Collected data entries
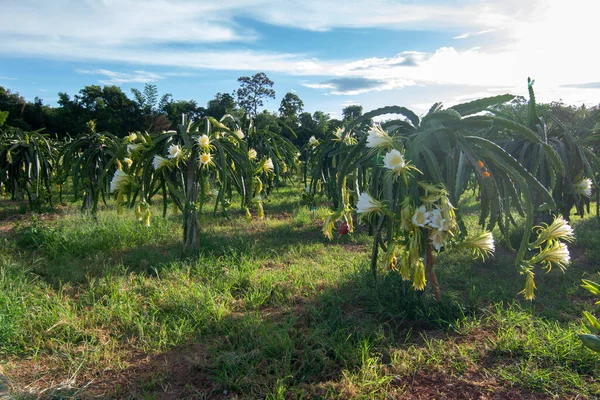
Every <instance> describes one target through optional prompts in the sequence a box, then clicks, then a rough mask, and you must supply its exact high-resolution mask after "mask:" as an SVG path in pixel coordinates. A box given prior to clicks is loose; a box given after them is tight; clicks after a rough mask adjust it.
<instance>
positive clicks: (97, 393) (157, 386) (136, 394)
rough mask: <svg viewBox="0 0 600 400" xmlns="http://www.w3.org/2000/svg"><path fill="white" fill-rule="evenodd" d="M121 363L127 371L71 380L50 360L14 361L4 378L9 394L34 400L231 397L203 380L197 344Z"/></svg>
mask: <svg viewBox="0 0 600 400" xmlns="http://www.w3.org/2000/svg"><path fill="white" fill-rule="evenodd" d="M126 358H127V360H126V361H123V364H125V365H128V367H126V368H125V369H122V370H121V369H120V370H116V369H115V370H113V369H105V370H100V371H98V370H97V371H83V370H80V371H77V372H76V373H75V374H73V375H71V376H67V375H65V371H56V368H55V367H54V366H55V365H56V364H55V362H54V360H52V359H51V358H50V357H48V358H47V359H41V358H38V359H37V360H35V361H33V360H20V361H14V362H10V363H9V364H8V367H7V368H6V369H7V372H6V376H7V378H8V380H9V382H10V385H11V386H12V388H13V395H22V396H33V397H36V398H40V399H44V398H54V397H56V396H61V395H62V396H75V397H76V398H81V399H98V398H102V399H104V398H110V399H113V398H118V399H129V398H131V399H137V398H152V399H158V400H161V399H179V398H211V399H225V398H231V394H229V393H227V391H224V390H223V389H221V388H219V387H217V386H216V385H215V384H213V383H212V382H211V381H210V379H209V378H208V375H207V370H206V369H207V366H208V361H207V356H206V352H205V350H204V346H203V345H202V344H200V343H196V344H193V345H189V346H182V347H177V348H175V349H172V350H170V351H168V352H165V353H160V354H155V355H148V354H144V353H141V352H140V353H133V354H130V355H129V356H127V357H126ZM2 372H3V371H2V370H1V369H0V373H2ZM53 396H54V397H53Z"/></svg>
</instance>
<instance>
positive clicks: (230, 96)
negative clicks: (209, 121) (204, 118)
mask: <svg viewBox="0 0 600 400" xmlns="http://www.w3.org/2000/svg"><path fill="white" fill-rule="evenodd" d="M236 111H237V105H236V104H235V99H234V98H233V96H232V95H230V94H229V93H217V94H216V95H215V98H214V99H212V100H209V102H208V104H207V108H206V115H207V116H209V117H213V118H215V119H221V118H223V117H224V116H225V115H226V114H235V113H236Z"/></svg>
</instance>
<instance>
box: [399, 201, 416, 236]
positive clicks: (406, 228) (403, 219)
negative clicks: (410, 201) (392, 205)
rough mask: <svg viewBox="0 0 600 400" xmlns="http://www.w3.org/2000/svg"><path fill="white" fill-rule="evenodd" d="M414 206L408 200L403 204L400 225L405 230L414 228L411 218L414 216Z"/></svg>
mask: <svg viewBox="0 0 600 400" xmlns="http://www.w3.org/2000/svg"><path fill="white" fill-rule="evenodd" d="M412 214H413V211H412V208H411V207H410V204H408V203H407V202H406V203H405V204H404V206H402V211H400V227H401V228H402V230H404V231H408V230H411V229H412V225H411V218H412Z"/></svg>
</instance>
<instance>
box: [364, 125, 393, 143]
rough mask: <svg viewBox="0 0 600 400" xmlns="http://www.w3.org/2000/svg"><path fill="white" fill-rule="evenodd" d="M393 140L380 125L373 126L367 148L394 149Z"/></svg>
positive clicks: (368, 140)
mask: <svg viewBox="0 0 600 400" xmlns="http://www.w3.org/2000/svg"><path fill="white" fill-rule="evenodd" d="M392 144H393V139H392V138H391V137H390V136H389V135H388V134H387V133H386V132H385V131H384V130H383V129H381V126H379V125H373V126H372V127H371V130H370V131H369V135H368V136H367V147H371V148H383V147H392Z"/></svg>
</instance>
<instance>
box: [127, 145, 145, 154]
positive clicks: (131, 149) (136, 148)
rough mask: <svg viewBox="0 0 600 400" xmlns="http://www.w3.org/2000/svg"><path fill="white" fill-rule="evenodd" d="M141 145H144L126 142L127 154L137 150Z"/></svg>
mask: <svg viewBox="0 0 600 400" xmlns="http://www.w3.org/2000/svg"><path fill="white" fill-rule="evenodd" d="M142 147H144V145H143V144H141V143H132V144H128V145H127V155H130V154H131V153H135V152H136V151H139V150H140V149H141V148H142Z"/></svg>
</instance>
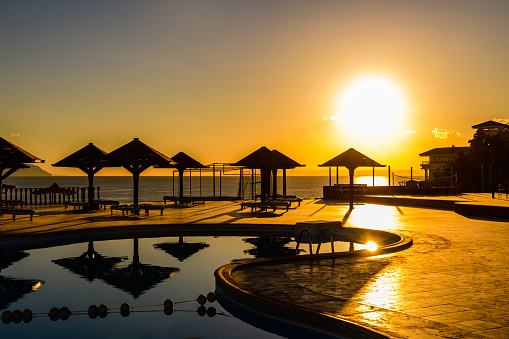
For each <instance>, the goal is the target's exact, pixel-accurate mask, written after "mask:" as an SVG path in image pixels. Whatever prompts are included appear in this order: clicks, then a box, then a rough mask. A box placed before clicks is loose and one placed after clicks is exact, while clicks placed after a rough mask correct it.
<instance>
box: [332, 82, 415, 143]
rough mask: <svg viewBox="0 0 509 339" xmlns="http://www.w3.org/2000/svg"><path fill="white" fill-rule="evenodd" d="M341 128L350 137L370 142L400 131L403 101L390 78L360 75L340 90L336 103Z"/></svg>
mask: <svg viewBox="0 0 509 339" xmlns="http://www.w3.org/2000/svg"><path fill="white" fill-rule="evenodd" d="M336 107H337V108H336V113H337V116H339V118H340V119H341V124H342V129H343V131H344V132H347V133H348V134H350V137H353V138H354V140H359V139H362V140H366V141H368V142H369V141H373V140H377V139H380V138H381V137H389V136H391V135H395V134H397V133H399V132H402V131H403V126H404V119H405V116H406V114H407V104H406V100H405V98H404V96H403V94H402V92H401V90H400V89H399V88H398V86H397V85H396V84H395V83H393V82H392V81H390V80H388V79H386V78H383V77H375V76H373V77H363V78H360V79H358V80H356V81H354V82H353V83H351V84H350V85H348V87H347V88H346V89H345V90H344V91H343V92H342V93H341V95H340V97H339V98H338V102H337V106H336Z"/></svg>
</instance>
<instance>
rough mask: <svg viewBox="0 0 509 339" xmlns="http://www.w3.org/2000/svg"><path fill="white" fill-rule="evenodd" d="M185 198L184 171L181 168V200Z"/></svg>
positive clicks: (179, 176)
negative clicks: (184, 196) (184, 187)
mask: <svg viewBox="0 0 509 339" xmlns="http://www.w3.org/2000/svg"><path fill="white" fill-rule="evenodd" d="M183 197H184V169H183V168H179V198H181V199H182V198H183Z"/></svg>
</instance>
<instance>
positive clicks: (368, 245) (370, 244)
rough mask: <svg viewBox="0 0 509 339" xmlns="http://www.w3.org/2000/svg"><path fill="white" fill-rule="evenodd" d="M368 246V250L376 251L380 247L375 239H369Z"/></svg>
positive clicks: (368, 241) (368, 250)
mask: <svg viewBox="0 0 509 339" xmlns="http://www.w3.org/2000/svg"><path fill="white" fill-rule="evenodd" d="M366 248H367V249H368V251H376V249H377V248H378V245H377V244H376V243H375V242H373V241H368V242H367V243H366Z"/></svg>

• **Work task**:
Write out each entry word for word, images excluded.

• **Reply to the task**:
Every <instance> describes one target through optional prompts in the sequence a box, then clicks, then a rough mask, and you must supply its exact high-resolution mask after "mask:" as an SVG path in pixel coordinates. A box given prior to clicks is loose; a box given after them is tight; clicks after a rough mask adjust it.
<instance>
positive clicks: (97, 393) (157, 386) (136, 394)
rough mask: <svg viewBox="0 0 600 400" xmlns="http://www.w3.org/2000/svg"><path fill="white" fill-rule="evenodd" d="M121 363L127 371L71 380L50 360L14 361L4 378L9 394L34 400L231 397L203 380L197 344Z"/></svg>
mask: <svg viewBox="0 0 600 400" xmlns="http://www.w3.org/2000/svg"><path fill="white" fill-rule="evenodd" d="M126 358H127V360H126V361H123V364H125V365H128V367H126V368H125V369H122V370H121V369H120V370H116V369H115V370H113V369H105V370H100V371H98V370H97V371H83V370H80V371H77V372H76V373H75V374H73V375H71V376H67V375H65V371H56V368H55V367H54V366H55V365H56V364H55V362H54V360H52V359H51V358H50V357H48V358H47V359H41V358H38V359H37V360H35V361H33V360H20V361H14V362H10V363H9V364H8V367H7V368H6V369H7V372H6V376H7V378H8V380H9V382H10V385H11V386H12V388H13V395H22V396H33V397H36V398H40V399H44V398H54V397H56V396H61V395H62V396H75V397H76V398H81V399H98V398H102V399H104V398H110V399H113V398H118V399H129V398H131V399H137V398H152V399H158V400H161V399H179V398H211V399H225V398H231V394H229V393H227V391H224V390H223V389H221V388H219V387H217V386H216V385H215V384H213V383H212V382H211V381H210V379H209V378H208V375H207V370H206V369H207V366H208V361H207V356H206V352H205V350H204V346H203V345H202V344H200V343H196V344H193V345H189V346H182V347H177V348H175V349H172V350H170V351H168V352H165V353H160V354H155V355H148V354H144V353H141V352H140V353H133V354H130V355H129V356H127V357H126ZM2 372H3V371H2V370H1V369H0V373H2ZM53 396H54V397H53Z"/></svg>
</instance>
<instance>
positive clicks: (230, 96)
negative clicks: (209, 121) (204, 118)
mask: <svg viewBox="0 0 600 400" xmlns="http://www.w3.org/2000/svg"><path fill="white" fill-rule="evenodd" d="M236 111H237V105H236V104H235V99H234V98H233V96H232V95H230V94H229V93H217V94H216V95H215V98H214V99H212V100H209V102H208V104H207V108H206V115H207V116H209V117H213V118H215V119H221V118H223V117H224V116H225V115H226V114H235V113H236Z"/></svg>
</instance>
<instance>
box: [399, 201, 416, 236]
positive clicks: (406, 228) (403, 219)
negative clicks: (410, 201) (392, 205)
rough mask: <svg viewBox="0 0 600 400" xmlns="http://www.w3.org/2000/svg"><path fill="white" fill-rule="evenodd" d="M414 206L408 200L403 204L400 225L405 230L414 228L411 218L414 216Z"/></svg>
mask: <svg viewBox="0 0 600 400" xmlns="http://www.w3.org/2000/svg"><path fill="white" fill-rule="evenodd" d="M412 214H413V211H412V208H411V207H410V204H408V203H407V202H406V203H405V204H404V206H402V211H400V227H401V228H402V230H404V231H408V230H411V229H412V225H411V218H412Z"/></svg>
</instance>
<instance>
box: [364, 125, 393, 143]
rough mask: <svg viewBox="0 0 600 400" xmlns="http://www.w3.org/2000/svg"><path fill="white" fill-rule="evenodd" d="M393 140L380 125L373 126L367 148L394 149Z"/></svg>
positive clicks: (368, 140)
mask: <svg viewBox="0 0 600 400" xmlns="http://www.w3.org/2000/svg"><path fill="white" fill-rule="evenodd" d="M392 144H393V139H392V138H391V137H390V136H389V135H388V134H387V133H386V132H385V131H384V130H383V129H381V126H379V125H373V126H372V127H371V130H370V131H369V135H368V136H367V147H371V148H383V147H392Z"/></svg>
</instance>
<instance>
box: [127, 145, 145, 154]
positive clicks: (131, 149) (136, 148)
rough mask: <svg viewBox="0 0 600 400" xmlns="http://www.w3.org/2000/svg"><path fill="white" fill-rule="evenodd" d="M141 145H144L126 142L127 154L137 150Z"/></svg>
mask: <svg viewBox="0 0 600 400" xmlns="http://www.w3.org/2000/svg"><path fill="white" fill-rule="evenodd" d="M142 147H144V145H143V144H141V143H132V144H128V145H127V155H130V154H131V153H135V152H136V151H139V150H140V149H141V148H142Z"/></svg>
</instance>
For each <instance>, the goal is the target's exact, pixel-accurate mask, written after "mask:" as an SVG path in image pixels. Whatever prompts are included appear in this order: clicks, then a box, then a rough mask. A box placed before clicks is loose and one placed after clicks is exact, while clicks placed after a rough mask correct it.
<instance>
box: [332, 82, 415, 143]
rough mask: <svg viewBox="0 0 509 339" xmlns="http://www.w3.org/2000/svg"><path fill="white" fill-rule="evenodd" d="M341 128L350 137L370 142L400 131L403 101L390 78L360 75L340 90L336 103Z"/></svg>
mask: <svg viewBox="0 0 509 339" xmlns="http://www.w3.org/2000/svg"><path fill="white" fill-rule="evenodd" d="M336 107H337V108H336V113H337V116H339V118H340V119H341V124H342V129H343V131H344V132H347V133H348V134H350V137H353V138H354V140H359V139H362V140H366V141H368V142H369V141H373V140H377V139H380V138H381V137H389V136H391V135H395V134H397V133H399V132H402V131H403V126H404V119H405V116H406V114H407V104H406V100H405V98H404V96H403V94H402V92H401V90H400V89H399V88H398V86H397V85H396V84H395V83H393V82H392V81H390V80H388V79H386V78H383V77H375V76H373V77H363V78H360V79H358V80H356V81H354V82H353V83H351V84H350V85H348V87H347V88H346V89H345V90H344V91H343V92H342V93H341V95H340V97H339V98H338V102H337V106H336Z"/></svg>
</instance>
<instance>
rough mask: <svg viewBox="0 0 509 339" xmlns="http://www.w3.org/2000/svg"><path fill="white" fill-rule="evenodd" d="M185 198L184 171L181 168V200Z"/></svg>
positive clicks: (179, 176)
negative clicks: (184, 196) (184, 187)
mask: <svg viewBox="0 0 509 339" xmlns="http://www.w3.org/2000/svg"><path fill="white" fill-rule="evenodd" d="M183 197H184V169H183V168H179V198H181V199H182V198H183Z"/></svg>
</instance>
<instance>
positive clicks: (368, 245) (370, 244)
rough mask: <svg viewBox="0 0 509 339" xmlns="http://www.w3.org/2000/svg"><path fill="white" fill-rule="evenodd" d="M368 246V250L376 251L380 247L375 239H369Z"/></svg>
positive clicks: (368, 241) (368, 250)
mask: <svg viewBox="0 0 509 339" xmlns="http://www.w3.org/2000/svg"><path fill="white" fill-rule="evenodd" d="M366 248H367V249H368V251H376V249H377V248H378V245H377V244H376V243H375V242H373V241H368V242H367V243H366Z"/></svg>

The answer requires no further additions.